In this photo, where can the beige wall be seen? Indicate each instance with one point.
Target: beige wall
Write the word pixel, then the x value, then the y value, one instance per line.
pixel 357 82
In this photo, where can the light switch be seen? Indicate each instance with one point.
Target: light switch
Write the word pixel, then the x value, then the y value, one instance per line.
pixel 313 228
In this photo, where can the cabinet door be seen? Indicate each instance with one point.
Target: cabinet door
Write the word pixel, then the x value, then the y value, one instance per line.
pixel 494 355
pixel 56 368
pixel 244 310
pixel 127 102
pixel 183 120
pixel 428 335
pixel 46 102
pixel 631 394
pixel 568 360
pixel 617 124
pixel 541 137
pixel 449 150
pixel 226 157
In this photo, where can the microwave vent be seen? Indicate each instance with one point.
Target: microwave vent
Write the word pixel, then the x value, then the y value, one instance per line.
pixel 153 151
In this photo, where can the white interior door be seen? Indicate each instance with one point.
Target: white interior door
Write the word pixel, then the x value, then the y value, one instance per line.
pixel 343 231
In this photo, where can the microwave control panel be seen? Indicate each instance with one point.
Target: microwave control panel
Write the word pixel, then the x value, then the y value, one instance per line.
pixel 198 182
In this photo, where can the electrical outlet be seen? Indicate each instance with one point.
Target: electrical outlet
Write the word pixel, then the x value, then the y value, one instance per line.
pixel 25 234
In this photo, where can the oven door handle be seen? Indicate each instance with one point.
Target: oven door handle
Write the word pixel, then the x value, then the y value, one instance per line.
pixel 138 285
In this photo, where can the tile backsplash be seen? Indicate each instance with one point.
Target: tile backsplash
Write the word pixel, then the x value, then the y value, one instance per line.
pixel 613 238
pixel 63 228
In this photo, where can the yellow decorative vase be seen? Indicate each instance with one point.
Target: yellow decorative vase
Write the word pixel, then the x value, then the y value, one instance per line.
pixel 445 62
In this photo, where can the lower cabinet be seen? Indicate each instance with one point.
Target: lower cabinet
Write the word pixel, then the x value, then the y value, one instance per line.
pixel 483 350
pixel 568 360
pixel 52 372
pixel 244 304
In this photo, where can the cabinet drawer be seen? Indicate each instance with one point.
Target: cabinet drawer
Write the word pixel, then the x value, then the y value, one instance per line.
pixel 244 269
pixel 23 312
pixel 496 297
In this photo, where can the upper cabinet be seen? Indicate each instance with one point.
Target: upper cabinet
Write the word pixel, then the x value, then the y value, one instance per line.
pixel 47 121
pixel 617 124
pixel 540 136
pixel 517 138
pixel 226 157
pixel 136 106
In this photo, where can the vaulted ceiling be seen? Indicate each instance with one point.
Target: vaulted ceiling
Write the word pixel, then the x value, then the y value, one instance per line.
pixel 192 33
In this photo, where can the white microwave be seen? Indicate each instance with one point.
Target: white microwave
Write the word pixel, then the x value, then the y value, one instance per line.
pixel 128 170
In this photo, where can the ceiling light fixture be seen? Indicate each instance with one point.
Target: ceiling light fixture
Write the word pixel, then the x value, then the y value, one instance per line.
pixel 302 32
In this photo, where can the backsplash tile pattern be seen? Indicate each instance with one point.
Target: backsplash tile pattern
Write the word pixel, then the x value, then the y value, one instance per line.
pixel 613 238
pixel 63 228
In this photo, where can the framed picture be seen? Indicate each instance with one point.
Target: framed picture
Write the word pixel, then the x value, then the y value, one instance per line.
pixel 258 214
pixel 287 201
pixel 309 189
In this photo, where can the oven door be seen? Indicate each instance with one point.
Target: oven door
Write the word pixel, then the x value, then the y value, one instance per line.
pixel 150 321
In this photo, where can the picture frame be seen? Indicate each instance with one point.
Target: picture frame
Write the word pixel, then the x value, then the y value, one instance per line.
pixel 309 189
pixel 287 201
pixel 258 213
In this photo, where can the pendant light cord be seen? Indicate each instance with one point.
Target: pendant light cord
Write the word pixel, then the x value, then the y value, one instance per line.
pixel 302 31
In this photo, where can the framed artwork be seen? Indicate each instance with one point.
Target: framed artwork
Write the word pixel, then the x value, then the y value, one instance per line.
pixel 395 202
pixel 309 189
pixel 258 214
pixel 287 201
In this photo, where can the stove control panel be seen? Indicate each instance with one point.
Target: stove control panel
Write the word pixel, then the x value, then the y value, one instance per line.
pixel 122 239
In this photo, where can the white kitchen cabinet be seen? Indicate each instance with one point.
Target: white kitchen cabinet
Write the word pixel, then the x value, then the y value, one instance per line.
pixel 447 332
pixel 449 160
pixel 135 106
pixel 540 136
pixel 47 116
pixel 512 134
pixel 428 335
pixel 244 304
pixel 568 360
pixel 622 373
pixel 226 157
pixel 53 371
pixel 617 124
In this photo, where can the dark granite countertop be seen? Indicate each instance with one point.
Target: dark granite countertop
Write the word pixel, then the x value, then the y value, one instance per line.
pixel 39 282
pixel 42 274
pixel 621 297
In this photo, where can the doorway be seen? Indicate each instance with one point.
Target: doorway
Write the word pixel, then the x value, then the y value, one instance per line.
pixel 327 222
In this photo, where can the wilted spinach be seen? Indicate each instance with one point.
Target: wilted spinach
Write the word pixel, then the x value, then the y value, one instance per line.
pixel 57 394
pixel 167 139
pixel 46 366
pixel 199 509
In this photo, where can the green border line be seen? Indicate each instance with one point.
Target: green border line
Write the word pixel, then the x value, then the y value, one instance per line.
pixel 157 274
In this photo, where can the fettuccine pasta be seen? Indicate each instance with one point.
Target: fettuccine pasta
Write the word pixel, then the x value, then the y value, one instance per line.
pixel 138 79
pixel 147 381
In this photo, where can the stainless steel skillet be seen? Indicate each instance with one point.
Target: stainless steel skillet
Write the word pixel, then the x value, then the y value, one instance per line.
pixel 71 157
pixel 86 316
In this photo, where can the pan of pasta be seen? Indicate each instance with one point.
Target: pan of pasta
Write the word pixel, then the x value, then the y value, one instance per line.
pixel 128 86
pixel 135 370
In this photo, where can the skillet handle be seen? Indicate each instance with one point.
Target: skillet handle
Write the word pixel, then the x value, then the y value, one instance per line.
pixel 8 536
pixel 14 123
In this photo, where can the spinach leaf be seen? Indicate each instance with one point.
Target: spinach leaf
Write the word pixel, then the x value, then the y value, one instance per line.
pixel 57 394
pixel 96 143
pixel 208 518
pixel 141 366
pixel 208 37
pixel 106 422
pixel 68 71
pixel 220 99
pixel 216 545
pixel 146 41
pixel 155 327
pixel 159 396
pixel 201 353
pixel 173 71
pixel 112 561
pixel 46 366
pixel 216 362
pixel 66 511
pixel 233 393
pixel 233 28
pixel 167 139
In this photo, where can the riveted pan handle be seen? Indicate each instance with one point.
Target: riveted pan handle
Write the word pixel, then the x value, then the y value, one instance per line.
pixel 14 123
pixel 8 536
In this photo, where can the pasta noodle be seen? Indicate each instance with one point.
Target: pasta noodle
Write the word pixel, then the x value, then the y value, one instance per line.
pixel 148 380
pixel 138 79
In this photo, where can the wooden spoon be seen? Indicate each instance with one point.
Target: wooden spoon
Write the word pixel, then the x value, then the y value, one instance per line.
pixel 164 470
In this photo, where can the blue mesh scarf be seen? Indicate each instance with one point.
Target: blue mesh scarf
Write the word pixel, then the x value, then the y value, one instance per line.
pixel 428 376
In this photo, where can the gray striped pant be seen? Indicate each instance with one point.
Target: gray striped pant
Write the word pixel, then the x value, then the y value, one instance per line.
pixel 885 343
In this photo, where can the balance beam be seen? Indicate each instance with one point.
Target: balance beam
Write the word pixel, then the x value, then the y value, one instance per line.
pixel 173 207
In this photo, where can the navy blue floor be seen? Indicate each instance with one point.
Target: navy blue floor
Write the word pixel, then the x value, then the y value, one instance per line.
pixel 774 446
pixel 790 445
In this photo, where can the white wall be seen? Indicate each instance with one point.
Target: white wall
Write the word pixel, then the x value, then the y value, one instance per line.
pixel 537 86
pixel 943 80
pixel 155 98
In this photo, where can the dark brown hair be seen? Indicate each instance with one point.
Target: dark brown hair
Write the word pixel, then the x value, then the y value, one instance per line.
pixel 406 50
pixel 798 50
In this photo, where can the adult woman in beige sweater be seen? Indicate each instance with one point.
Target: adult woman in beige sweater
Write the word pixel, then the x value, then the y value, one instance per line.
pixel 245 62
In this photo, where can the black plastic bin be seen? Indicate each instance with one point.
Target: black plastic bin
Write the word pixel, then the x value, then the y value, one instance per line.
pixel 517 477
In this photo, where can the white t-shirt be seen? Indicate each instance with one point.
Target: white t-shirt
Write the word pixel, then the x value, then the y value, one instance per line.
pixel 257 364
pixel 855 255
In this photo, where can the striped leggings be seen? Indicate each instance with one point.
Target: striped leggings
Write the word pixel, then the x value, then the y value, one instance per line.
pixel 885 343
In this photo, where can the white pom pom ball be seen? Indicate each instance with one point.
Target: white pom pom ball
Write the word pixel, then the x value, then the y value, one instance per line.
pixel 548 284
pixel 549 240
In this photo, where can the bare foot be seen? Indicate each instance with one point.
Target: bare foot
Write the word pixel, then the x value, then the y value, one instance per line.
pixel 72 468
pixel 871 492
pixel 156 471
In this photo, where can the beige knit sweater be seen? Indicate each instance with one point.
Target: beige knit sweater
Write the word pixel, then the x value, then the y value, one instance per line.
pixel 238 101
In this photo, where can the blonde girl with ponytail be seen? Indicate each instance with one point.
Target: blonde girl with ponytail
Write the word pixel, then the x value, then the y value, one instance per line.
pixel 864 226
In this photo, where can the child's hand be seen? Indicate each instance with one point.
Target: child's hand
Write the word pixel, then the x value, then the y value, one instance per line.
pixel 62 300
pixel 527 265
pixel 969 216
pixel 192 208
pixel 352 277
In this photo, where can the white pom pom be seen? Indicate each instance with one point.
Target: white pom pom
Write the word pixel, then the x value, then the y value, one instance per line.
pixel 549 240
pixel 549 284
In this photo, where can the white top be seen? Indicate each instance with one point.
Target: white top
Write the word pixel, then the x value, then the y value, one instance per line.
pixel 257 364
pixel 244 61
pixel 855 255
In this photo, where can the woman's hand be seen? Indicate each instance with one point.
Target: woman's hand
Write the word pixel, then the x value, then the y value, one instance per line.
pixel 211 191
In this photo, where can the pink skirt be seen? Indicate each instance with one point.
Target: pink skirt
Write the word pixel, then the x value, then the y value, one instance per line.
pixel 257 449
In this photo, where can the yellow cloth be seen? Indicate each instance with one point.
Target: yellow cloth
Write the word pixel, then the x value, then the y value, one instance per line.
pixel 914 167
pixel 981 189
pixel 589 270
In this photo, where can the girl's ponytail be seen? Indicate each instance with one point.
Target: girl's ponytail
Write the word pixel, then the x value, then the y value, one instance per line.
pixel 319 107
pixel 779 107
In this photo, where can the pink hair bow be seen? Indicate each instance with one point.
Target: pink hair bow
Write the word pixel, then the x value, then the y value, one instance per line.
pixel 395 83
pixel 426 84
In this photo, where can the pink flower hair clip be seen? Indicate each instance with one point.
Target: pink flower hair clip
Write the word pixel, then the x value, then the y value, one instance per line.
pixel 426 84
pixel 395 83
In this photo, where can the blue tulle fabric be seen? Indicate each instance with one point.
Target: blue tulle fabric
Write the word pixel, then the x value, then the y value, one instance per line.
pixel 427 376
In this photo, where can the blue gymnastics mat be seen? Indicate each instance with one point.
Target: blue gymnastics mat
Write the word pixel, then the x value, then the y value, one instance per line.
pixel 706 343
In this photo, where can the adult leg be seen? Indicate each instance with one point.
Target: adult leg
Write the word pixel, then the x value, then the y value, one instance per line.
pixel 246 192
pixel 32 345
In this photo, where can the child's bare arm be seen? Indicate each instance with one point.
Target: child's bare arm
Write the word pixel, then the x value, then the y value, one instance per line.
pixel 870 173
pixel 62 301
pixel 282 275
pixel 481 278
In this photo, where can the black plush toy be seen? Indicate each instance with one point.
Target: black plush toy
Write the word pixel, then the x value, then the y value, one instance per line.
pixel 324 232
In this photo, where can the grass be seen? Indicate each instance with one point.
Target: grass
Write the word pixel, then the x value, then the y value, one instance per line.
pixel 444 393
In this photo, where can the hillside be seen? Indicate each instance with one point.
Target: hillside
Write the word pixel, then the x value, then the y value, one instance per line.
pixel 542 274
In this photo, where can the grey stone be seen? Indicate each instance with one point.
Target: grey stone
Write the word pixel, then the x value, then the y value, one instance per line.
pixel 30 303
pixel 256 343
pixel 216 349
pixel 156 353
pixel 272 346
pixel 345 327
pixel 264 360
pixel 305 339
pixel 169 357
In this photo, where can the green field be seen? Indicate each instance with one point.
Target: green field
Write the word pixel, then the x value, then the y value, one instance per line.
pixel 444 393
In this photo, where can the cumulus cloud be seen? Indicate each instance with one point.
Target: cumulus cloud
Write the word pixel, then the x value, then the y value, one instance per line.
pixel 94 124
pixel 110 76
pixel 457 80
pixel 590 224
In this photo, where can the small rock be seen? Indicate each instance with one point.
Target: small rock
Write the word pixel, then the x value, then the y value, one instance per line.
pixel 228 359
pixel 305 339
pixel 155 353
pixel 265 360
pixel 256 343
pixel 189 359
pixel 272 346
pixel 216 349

....

TRY IT →
Search the listing above for the string "plastic" and return each line it appears on.

WRITTEN ANSWER →
In this photo, where can the black plastic bin be seen? Indicate each instance with one point.
Target: black plastic bin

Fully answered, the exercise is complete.